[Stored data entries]
◇ ◇ ◇ ◇ ◇

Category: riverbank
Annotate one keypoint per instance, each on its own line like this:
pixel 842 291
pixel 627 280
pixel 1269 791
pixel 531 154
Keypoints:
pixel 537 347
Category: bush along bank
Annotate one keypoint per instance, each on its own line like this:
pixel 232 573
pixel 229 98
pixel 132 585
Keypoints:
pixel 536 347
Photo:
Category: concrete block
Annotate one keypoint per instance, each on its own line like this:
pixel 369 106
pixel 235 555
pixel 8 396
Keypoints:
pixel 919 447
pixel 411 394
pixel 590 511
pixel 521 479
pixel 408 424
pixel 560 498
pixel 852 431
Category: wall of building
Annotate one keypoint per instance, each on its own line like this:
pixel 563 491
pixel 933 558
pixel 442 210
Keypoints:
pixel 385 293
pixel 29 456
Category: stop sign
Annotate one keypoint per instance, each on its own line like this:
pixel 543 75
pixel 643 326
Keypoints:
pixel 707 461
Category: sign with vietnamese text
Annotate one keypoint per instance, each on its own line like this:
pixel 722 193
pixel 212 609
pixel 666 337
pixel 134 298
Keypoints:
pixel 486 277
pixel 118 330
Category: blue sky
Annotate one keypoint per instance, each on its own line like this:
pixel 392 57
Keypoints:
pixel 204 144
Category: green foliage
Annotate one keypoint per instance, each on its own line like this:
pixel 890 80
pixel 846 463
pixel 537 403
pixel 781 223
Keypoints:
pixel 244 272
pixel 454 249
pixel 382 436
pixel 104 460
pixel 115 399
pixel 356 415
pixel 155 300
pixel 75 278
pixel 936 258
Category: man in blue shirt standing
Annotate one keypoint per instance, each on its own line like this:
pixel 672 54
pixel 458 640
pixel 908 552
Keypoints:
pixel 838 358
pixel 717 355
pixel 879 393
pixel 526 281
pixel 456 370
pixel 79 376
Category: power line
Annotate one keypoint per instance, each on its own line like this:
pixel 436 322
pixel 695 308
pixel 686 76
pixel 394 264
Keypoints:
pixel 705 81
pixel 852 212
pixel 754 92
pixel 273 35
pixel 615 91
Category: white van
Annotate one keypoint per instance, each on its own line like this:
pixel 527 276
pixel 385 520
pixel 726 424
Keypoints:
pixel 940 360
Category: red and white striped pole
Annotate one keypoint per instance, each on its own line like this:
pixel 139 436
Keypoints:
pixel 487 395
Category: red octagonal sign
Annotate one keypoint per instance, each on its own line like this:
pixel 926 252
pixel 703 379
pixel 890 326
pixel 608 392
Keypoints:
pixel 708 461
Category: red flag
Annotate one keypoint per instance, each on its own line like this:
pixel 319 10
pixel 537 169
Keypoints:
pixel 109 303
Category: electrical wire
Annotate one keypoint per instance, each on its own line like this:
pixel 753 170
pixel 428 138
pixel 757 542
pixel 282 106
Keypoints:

◇ ◇ ◇ ◇ ◇

Task prompt |
Bring together all lines of the entries above in which the string "blue" occurs.

Answer space |
Category: blue sky
Category: man in blue shirt standing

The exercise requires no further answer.